▸ **Work instructions**
- A) Reproduce the passage on farming in Uganda word for word, starting at "Farming is a" and ending at "is still rising.".
- B) Write the next part of the passage on farming in Uganda, picking up after its last sentence.

▸ **Document passage**
What you need to know:
- Due to its location within the Tropics, Uganda is one of the countries with the most conducive environment for rapid pest and parasites multiplication. Poor rains lead to pasture scarcity and loss of crops.
Farming is a constant battle between the farmer and weeds, pests, parasites, and crop and animal diseases. The farmer is also constantly worried about the weather and climatic patterns.
Due to its location within the Tropics, Uganda is one of the countries with the most conducive environment for rapid pest and parasites multiplication. Poor rains lead to pasture scarcity and loss of crops.
Irrigation is expensive and only affordable to just a few farmers. With the onset of climate change and hitherto unknown crop diseases, the farmers are even more anxious.
In the recent months farmers have seen the prices of most inputs such as fertilisers, pesticides and herbicides go up to unbelievable levels.
A 50-kilogramme-bag of CAN which cost about Shs11,000 last September now costs around Shs18,000 and the price is still rising.

▸ **Provided data**

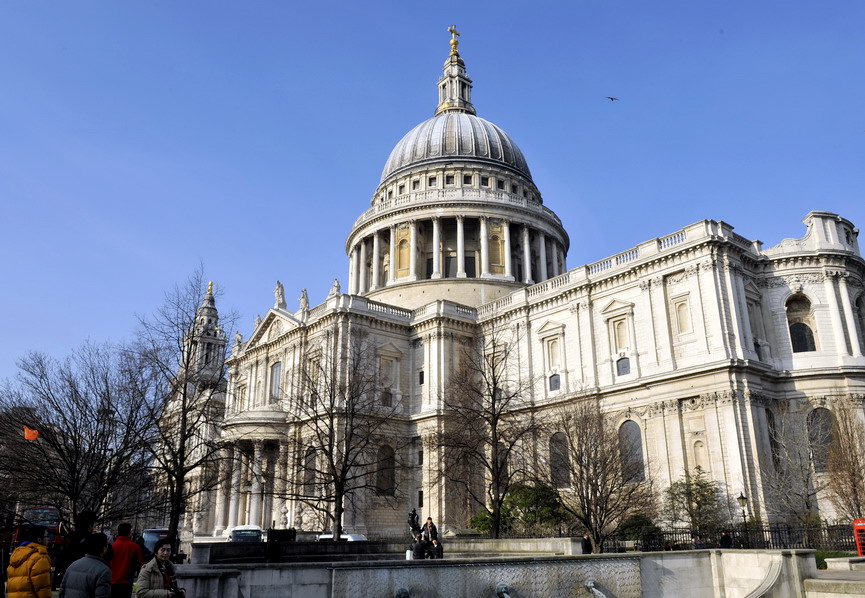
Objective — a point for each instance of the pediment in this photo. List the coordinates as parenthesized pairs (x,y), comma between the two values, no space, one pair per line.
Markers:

==

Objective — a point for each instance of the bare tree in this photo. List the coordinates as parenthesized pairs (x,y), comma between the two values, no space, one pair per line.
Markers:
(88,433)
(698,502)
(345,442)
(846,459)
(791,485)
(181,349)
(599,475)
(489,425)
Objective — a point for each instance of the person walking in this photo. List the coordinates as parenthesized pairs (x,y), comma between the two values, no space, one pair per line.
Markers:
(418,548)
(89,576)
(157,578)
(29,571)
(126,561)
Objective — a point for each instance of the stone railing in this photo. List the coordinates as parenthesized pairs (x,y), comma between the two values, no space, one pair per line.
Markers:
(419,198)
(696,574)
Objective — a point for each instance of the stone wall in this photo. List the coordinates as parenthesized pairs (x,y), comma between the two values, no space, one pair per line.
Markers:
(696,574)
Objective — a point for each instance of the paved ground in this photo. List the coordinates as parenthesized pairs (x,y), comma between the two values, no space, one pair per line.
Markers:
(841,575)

* * *

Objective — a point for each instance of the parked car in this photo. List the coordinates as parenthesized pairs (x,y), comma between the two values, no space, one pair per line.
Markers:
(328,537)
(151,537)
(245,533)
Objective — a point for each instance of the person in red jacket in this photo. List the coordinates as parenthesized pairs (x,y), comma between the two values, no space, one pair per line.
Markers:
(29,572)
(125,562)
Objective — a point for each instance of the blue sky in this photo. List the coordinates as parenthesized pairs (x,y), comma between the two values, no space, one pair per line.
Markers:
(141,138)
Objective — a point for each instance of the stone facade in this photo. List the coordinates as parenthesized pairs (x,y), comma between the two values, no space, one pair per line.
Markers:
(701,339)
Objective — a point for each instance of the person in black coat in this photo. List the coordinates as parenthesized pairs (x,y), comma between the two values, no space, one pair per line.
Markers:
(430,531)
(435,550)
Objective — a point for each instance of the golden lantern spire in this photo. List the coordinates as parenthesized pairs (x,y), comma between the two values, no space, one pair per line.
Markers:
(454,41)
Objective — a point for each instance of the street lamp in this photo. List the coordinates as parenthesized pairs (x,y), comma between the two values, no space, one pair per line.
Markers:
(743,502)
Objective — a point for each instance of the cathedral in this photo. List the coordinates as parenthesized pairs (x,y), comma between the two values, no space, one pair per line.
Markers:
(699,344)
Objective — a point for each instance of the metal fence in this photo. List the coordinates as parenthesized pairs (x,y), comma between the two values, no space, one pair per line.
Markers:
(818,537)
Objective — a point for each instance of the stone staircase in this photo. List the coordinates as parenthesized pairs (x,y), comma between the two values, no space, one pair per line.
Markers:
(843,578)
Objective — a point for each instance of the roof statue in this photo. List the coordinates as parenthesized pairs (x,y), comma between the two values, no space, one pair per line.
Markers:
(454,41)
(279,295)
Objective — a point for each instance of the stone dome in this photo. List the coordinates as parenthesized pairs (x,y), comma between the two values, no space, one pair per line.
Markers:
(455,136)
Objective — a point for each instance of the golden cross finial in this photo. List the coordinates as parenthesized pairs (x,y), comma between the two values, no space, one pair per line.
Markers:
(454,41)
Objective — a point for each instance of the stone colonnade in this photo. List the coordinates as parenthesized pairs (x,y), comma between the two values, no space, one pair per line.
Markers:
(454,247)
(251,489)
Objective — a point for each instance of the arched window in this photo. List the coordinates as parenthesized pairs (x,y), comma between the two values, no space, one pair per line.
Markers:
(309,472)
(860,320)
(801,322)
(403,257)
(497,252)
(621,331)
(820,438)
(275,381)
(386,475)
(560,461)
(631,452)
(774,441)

▸ **Outputs in order**
- A)
Farming is a constant battle between the farmer and weeds, pests, parasites, and crop and animal diseases. The farmer is also constantly worried about the weather and climatic patterns.
Due to its location within the Tropics, Uganda is one of the countries with the most conducive environment for rapid pest and parasites multiplication. Poor rains lead to pasture scarcity and loss of crops.
Irrigation is expensive and only affordable to just a few farmers. With the onset of climate change and hitherto unknown crop diseases, the farmers are even more anxious.
In the recent months farmers have seen the prices of most inputs such as fertilisers, pesticides and herbicides go up to unbelievable levels.
A 50-kilogramme-bag of CAN which cost about Shs11,000 last September now costs around Shs18,000 and the price is still rising.

- B)
Most herbicides now cost almost twice the amount that they did seven months ago.
A Fuso truck of cow dung commonly used by coffee farmers used to cost Shs800,000 four years ago now costs well about Shs1m.
Yet the country’s major food and cash crops are being wiped out by pests and diseases that have no known chemical cure.
Banana is under attack by the Banana Bacterial Wilt just as cassava is being destroyed by the Cassava Brown Streak Disease.
Dangerous pests such as the Fall Army Worm are destroying the maize crop. Production of cotton, sweet potato, and Irish potato is declining due to pests.
Pesticides which are anyway too expensive can no longer be depended upon to control crop diseases, which is why many governments around the world are turning to different approaches including the use of biotechnology to fight pests.
For example, Kenya has put in place systems to regulate the use of biotechnology to successfully grow maize, cassava, and cotton without the need for pesticides. Uganda which for many years has been conducting biotechnological research to get solutions to its crop production problems is still waiting for a biotechnology regulatory law for her farmers to benefit from the various otherwise successful research projects.